WORK INSTRUCTION :: Of all the entries below, retype only the lines from the one with "Draw the outline of every instance of the table" through the one with "Draw the outline of every instance of the flower", exactly as they appear.

THE DATA ::
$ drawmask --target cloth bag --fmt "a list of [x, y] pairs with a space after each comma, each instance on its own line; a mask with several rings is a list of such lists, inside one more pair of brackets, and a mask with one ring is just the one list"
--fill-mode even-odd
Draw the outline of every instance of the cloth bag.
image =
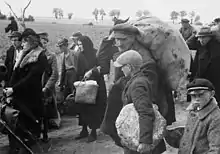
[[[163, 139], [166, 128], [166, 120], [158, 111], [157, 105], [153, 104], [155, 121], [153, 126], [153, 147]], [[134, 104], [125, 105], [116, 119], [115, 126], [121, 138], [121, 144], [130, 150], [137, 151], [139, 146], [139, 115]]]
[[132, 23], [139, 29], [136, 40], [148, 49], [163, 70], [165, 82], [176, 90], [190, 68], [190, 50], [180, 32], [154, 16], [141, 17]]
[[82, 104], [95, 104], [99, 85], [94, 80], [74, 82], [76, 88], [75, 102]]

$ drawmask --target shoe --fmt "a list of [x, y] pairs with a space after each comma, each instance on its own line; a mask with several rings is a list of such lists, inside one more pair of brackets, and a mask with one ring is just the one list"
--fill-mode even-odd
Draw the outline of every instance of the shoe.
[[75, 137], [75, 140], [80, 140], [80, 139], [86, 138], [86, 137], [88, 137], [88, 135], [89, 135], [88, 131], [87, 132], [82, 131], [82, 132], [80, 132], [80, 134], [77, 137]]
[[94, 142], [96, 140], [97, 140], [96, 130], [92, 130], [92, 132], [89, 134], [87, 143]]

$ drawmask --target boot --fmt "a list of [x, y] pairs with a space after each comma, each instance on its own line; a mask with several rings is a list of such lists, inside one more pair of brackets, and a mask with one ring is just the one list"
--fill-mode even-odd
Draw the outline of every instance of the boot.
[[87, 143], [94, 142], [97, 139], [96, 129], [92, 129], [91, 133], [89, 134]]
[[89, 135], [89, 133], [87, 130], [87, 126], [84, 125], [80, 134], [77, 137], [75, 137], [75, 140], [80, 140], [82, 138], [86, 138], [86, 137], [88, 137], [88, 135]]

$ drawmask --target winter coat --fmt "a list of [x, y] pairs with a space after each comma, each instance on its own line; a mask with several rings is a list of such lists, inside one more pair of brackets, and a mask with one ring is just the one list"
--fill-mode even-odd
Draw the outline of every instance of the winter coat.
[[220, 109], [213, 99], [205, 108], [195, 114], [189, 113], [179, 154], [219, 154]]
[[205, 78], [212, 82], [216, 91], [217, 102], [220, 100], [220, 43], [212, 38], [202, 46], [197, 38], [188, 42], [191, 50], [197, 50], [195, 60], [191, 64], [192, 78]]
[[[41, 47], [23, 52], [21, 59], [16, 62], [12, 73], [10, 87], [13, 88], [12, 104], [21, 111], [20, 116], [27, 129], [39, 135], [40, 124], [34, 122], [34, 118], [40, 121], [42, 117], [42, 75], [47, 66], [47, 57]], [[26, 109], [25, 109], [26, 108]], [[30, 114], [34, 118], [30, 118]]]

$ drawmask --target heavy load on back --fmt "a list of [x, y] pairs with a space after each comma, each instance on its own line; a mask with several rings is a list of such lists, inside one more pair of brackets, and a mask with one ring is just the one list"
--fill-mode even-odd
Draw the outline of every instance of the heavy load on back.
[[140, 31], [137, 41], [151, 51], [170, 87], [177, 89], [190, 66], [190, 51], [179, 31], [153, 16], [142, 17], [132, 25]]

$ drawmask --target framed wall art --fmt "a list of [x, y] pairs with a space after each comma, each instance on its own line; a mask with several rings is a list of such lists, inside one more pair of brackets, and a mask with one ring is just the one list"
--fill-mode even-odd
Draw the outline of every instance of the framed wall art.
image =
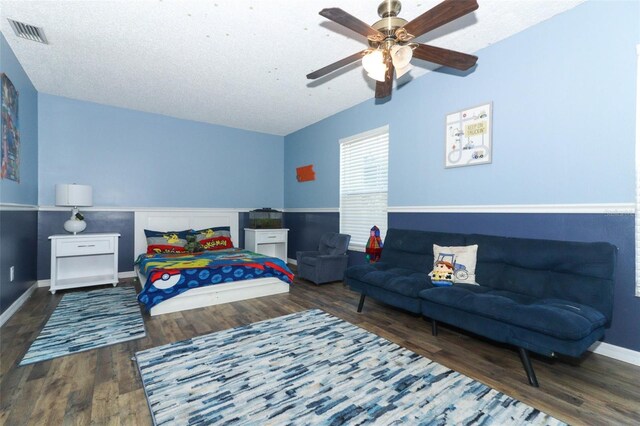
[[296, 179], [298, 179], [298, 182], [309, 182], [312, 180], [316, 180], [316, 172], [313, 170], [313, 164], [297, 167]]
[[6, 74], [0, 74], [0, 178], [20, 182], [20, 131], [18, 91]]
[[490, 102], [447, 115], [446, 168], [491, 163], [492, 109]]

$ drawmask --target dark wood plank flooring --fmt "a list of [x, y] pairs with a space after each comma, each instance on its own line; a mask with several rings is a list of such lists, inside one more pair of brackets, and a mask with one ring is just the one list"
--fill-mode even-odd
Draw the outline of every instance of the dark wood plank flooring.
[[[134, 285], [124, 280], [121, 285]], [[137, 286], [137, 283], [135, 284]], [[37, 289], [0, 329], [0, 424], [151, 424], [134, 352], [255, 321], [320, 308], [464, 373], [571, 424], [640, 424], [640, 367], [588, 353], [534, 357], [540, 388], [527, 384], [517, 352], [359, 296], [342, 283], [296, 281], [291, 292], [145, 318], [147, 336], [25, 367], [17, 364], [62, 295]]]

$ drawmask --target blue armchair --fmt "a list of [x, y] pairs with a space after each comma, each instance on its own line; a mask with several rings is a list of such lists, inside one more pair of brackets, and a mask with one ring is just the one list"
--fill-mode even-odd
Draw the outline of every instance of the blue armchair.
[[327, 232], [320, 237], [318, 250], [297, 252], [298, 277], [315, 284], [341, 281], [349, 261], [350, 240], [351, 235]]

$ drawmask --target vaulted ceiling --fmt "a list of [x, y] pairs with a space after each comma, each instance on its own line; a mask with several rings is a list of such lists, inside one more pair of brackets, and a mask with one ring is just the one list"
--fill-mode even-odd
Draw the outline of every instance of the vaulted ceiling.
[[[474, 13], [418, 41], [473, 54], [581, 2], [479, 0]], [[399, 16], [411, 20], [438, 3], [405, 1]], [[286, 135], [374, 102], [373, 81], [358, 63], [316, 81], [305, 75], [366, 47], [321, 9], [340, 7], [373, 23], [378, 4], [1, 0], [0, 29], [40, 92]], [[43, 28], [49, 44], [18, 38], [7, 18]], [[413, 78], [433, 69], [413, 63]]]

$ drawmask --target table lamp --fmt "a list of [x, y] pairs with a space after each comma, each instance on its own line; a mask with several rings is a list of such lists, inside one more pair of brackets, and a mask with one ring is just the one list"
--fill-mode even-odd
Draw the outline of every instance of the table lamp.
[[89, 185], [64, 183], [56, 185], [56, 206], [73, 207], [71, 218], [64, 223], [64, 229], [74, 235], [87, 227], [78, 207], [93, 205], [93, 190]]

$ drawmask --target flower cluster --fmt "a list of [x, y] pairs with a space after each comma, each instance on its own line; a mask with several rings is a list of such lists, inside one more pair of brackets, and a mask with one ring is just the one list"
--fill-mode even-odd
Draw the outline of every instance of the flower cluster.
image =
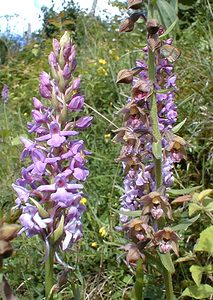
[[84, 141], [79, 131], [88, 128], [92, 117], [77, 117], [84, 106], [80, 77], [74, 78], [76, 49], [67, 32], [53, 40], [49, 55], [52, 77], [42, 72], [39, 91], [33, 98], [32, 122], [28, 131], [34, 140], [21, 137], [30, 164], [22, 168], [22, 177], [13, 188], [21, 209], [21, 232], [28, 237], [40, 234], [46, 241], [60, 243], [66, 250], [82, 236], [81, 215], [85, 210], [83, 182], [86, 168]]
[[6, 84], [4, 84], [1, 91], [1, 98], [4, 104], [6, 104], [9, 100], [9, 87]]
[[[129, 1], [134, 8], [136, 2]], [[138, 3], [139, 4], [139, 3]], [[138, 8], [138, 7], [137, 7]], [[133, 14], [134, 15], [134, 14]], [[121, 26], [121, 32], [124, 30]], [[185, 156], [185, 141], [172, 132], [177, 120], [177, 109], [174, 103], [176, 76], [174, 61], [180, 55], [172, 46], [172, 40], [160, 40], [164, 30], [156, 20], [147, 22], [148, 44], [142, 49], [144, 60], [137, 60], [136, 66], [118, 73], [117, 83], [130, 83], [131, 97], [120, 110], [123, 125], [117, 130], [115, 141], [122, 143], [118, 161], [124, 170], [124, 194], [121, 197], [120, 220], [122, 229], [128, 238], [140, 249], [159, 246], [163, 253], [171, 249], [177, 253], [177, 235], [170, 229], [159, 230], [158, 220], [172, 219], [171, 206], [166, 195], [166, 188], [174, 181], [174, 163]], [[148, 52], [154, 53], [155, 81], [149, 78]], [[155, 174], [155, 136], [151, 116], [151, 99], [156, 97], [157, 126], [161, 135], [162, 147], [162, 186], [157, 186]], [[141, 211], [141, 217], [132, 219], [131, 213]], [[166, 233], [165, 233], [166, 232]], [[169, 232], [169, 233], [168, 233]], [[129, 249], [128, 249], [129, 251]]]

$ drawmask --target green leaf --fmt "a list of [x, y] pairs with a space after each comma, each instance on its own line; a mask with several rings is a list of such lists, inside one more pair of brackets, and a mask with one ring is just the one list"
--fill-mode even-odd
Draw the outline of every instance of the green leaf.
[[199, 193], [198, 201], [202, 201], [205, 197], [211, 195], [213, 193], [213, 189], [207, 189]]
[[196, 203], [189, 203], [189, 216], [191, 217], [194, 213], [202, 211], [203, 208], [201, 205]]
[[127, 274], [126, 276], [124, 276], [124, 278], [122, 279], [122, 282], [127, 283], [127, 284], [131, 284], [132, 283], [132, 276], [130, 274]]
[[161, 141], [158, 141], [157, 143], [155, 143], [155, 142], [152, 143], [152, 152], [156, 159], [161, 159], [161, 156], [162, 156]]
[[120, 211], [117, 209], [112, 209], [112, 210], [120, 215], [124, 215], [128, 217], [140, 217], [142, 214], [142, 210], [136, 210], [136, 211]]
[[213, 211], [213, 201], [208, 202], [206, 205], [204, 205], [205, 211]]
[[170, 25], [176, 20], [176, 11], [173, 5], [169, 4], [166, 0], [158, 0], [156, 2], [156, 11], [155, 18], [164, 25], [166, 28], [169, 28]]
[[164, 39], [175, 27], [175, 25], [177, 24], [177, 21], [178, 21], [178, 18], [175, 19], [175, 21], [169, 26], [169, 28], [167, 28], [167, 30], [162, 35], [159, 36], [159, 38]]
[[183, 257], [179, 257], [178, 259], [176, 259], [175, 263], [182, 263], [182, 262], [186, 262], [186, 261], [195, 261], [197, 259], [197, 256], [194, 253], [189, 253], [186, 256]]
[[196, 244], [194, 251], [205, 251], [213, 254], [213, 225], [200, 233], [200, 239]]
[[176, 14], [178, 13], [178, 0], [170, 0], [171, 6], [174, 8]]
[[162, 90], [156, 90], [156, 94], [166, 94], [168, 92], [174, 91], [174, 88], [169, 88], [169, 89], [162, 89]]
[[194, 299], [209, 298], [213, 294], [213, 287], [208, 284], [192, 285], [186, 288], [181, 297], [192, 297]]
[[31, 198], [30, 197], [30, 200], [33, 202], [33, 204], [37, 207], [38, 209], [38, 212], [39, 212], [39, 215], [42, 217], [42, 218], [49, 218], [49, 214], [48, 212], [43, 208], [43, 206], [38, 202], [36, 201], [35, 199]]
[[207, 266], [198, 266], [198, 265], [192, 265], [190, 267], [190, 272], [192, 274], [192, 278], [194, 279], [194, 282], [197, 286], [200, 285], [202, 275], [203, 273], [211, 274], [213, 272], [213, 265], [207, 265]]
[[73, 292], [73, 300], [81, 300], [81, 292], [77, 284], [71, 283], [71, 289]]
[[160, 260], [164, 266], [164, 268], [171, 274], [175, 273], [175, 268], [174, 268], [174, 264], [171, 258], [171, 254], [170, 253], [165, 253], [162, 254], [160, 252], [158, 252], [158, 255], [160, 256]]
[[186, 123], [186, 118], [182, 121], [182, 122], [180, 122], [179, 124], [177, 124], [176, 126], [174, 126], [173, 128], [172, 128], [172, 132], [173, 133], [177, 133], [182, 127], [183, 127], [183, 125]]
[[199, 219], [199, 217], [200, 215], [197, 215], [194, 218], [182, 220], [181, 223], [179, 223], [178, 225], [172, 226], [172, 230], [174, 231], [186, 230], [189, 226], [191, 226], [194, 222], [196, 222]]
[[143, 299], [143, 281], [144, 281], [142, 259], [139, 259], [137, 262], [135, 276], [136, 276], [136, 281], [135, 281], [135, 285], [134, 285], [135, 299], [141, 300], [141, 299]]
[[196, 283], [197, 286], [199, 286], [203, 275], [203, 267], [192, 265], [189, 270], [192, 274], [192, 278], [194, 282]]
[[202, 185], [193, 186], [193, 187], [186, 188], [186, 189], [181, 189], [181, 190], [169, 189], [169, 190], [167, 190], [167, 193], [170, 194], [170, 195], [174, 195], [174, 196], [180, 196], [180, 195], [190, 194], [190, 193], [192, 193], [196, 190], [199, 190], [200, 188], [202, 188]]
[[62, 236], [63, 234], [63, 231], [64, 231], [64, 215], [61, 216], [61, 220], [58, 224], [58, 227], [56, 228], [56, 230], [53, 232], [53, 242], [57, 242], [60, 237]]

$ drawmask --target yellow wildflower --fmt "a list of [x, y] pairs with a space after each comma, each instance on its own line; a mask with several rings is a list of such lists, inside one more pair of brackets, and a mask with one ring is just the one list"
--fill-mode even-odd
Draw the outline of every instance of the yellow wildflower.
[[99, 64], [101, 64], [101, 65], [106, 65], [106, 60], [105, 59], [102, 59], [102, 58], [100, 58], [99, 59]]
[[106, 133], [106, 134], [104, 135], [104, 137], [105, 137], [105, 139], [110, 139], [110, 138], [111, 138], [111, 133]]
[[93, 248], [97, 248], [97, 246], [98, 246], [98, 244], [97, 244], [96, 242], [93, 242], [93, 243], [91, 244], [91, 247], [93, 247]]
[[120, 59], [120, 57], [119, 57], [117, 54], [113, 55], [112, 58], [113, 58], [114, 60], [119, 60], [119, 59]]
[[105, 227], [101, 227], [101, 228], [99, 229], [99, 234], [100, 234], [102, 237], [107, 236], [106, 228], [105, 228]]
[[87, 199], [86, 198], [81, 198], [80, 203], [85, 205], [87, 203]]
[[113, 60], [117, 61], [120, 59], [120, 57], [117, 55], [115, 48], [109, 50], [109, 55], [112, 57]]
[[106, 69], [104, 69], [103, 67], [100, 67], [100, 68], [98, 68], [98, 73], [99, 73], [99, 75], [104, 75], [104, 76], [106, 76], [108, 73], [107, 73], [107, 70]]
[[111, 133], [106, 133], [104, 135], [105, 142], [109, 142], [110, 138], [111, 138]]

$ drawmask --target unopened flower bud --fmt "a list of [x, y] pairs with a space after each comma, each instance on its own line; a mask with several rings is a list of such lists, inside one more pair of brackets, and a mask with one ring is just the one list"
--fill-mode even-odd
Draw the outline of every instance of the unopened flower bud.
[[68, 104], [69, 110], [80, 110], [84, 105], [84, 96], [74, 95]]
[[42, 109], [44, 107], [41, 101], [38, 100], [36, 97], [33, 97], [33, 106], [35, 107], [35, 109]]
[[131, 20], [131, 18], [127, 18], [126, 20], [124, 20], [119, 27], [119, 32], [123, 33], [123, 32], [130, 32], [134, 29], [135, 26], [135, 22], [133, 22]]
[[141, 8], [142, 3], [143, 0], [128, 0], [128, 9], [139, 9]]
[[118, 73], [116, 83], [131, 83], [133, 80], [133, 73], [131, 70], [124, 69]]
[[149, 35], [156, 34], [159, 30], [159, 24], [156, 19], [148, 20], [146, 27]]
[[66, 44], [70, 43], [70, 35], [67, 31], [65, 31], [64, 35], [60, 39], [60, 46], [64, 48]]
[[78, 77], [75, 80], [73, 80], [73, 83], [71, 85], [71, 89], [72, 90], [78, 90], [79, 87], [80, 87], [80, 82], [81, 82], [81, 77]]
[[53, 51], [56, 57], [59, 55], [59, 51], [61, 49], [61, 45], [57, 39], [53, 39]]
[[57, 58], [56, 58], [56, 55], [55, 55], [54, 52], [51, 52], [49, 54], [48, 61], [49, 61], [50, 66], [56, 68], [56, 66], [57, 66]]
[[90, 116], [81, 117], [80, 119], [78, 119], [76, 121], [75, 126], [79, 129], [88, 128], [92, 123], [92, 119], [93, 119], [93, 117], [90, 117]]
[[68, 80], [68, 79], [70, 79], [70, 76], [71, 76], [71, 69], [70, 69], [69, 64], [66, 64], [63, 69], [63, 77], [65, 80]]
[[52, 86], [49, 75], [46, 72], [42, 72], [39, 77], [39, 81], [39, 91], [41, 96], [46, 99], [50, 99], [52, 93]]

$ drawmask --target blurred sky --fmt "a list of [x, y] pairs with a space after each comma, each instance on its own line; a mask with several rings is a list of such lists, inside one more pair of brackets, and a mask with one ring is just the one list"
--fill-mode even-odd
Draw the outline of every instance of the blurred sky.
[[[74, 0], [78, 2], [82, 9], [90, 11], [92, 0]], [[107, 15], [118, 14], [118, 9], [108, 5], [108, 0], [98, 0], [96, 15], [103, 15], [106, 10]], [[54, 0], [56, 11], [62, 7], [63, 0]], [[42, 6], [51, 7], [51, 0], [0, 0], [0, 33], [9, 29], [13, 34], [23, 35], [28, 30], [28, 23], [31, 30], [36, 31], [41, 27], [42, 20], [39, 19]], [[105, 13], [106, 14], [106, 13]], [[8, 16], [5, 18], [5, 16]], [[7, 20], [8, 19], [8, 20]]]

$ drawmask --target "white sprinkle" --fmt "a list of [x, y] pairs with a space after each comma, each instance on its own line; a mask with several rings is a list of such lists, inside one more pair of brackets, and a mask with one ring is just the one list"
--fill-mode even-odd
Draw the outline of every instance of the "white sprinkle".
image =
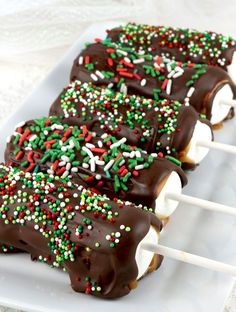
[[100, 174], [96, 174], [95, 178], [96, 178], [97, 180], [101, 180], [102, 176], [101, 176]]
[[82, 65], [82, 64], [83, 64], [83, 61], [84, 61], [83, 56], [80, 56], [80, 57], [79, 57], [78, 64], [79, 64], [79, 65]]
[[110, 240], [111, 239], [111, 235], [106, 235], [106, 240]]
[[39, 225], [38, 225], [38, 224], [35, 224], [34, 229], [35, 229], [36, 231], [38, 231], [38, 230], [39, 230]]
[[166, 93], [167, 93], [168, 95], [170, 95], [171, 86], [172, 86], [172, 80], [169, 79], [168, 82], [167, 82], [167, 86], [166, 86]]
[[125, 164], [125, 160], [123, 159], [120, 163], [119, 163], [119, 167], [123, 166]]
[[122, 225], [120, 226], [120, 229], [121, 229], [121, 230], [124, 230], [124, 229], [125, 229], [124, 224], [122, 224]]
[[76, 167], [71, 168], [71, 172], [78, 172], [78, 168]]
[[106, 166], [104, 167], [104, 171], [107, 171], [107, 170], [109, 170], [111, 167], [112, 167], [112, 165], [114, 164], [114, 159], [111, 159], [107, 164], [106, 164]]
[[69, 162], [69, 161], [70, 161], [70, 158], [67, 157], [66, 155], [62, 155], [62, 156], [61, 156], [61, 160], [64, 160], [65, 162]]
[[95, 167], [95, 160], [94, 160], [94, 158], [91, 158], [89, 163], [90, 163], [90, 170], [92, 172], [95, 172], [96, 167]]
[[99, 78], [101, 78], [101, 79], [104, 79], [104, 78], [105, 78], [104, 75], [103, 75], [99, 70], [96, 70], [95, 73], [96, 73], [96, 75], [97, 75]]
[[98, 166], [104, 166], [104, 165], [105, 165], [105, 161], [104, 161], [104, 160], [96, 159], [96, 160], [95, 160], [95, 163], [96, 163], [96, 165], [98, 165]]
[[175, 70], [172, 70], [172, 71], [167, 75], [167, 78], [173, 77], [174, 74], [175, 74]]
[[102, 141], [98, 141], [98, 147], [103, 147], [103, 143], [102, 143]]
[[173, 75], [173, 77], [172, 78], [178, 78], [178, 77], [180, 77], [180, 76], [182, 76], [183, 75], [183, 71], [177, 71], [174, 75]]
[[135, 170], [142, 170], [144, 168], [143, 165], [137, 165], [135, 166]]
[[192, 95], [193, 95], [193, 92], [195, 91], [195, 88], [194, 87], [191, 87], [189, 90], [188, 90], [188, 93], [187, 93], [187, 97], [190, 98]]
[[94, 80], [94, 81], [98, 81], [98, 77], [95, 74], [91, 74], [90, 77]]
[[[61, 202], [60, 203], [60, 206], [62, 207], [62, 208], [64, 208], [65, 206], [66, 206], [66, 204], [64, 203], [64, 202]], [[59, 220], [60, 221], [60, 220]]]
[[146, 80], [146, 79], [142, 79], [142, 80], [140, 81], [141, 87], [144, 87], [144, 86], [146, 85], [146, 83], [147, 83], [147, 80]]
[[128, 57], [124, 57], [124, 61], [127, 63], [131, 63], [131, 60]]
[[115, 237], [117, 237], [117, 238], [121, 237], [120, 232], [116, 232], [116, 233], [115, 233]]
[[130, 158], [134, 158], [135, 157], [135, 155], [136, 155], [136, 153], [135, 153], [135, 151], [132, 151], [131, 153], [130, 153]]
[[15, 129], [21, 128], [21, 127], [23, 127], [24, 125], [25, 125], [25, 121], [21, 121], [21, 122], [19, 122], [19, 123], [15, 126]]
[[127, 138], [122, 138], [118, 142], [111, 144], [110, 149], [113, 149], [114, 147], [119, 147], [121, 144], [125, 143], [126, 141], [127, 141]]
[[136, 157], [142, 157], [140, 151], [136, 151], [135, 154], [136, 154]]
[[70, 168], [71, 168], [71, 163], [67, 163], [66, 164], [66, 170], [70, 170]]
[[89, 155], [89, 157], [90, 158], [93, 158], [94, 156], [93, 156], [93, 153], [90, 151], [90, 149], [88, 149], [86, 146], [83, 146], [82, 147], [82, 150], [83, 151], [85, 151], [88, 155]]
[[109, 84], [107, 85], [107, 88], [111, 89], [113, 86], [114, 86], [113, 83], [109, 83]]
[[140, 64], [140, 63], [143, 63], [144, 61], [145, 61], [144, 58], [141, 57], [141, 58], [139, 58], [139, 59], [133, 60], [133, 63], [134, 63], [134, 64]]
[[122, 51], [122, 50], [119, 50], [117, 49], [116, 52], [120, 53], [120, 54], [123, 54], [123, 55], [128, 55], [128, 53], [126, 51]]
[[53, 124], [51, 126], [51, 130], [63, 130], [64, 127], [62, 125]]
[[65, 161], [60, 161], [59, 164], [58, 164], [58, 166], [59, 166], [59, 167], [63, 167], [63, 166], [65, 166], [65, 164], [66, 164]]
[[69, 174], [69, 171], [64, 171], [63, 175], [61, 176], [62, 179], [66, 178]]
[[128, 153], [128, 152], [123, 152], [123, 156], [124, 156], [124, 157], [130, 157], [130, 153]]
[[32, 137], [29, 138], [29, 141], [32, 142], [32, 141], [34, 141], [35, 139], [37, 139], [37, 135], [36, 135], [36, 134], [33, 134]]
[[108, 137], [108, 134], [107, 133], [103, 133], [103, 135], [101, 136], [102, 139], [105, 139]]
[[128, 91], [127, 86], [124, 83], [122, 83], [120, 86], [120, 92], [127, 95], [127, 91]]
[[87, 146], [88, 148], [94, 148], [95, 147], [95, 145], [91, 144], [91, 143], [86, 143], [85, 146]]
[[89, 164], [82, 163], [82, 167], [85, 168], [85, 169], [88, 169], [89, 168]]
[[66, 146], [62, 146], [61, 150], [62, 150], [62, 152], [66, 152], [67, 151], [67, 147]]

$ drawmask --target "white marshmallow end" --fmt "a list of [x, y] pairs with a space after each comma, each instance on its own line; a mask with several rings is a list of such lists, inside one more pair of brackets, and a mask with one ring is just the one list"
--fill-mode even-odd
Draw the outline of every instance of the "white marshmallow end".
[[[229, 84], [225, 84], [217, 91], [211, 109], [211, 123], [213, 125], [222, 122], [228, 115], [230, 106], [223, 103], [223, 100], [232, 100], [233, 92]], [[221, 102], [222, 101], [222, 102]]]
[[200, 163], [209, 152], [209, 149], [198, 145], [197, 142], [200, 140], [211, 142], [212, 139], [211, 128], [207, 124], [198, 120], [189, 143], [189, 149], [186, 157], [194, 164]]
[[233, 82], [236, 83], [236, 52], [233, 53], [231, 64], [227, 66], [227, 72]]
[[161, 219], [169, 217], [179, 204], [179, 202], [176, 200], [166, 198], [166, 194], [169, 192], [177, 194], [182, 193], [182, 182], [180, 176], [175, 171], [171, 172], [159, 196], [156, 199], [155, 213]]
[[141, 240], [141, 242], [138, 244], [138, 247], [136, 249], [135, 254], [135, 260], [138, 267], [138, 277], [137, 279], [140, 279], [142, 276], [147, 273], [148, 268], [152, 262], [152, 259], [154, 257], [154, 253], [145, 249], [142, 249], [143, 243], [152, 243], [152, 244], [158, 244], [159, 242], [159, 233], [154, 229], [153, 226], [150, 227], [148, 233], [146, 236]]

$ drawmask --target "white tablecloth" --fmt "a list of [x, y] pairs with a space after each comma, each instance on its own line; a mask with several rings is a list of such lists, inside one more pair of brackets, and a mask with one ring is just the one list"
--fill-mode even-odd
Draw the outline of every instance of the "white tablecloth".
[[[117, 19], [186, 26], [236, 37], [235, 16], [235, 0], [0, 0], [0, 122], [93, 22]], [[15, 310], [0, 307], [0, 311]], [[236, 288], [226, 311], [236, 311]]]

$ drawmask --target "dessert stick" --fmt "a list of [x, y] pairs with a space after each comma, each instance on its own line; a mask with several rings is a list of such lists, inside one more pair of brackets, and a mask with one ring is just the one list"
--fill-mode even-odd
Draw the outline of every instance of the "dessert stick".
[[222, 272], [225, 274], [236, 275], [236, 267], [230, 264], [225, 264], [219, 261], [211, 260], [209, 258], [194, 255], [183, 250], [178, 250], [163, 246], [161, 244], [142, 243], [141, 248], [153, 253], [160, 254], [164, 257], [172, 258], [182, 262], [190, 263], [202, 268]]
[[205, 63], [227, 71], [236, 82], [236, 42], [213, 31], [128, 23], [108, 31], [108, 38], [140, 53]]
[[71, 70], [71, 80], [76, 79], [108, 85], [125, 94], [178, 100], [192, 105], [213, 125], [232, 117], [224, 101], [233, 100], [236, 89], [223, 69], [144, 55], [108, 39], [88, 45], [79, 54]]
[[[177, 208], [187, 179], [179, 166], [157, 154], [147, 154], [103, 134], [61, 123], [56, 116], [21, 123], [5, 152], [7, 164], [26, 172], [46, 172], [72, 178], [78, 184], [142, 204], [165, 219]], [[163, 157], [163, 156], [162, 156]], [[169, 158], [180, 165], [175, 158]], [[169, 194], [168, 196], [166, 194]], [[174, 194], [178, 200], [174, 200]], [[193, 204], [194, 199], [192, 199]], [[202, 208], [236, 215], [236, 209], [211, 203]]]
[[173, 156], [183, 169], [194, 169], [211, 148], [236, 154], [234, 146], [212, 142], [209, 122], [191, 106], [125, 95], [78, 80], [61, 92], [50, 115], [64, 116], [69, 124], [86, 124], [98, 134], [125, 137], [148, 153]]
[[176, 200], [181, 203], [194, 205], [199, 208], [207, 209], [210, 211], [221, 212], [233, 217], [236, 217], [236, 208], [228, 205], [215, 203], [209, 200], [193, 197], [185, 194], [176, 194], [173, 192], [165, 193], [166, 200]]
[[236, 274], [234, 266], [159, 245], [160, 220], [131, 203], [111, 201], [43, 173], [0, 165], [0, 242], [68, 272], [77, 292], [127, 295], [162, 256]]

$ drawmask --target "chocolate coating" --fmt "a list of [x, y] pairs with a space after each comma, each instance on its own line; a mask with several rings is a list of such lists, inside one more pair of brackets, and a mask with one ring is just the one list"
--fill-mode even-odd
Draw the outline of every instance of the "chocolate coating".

EXERCISE RESULT ::
Draw the outline of every instance of the table lamp.
[[89, 185], [64, 183], [56, 185], [56, 206], [73, 207], [71, 218], [64, 223], [64, 229], [74, 235], [87, 227], [78, 207], [93, 205], [93, 190]]

$ drawmask --target flower cluster --fmt "a list of [x, y] pairs with a space after each comma, each instance on its own line; a mask with several rings is a list of such lists, inside one more pair of brackets, and a mask with one ring is just the one list"
--fill-mode even-odd
Draw the outline of every instance of the flower cluster.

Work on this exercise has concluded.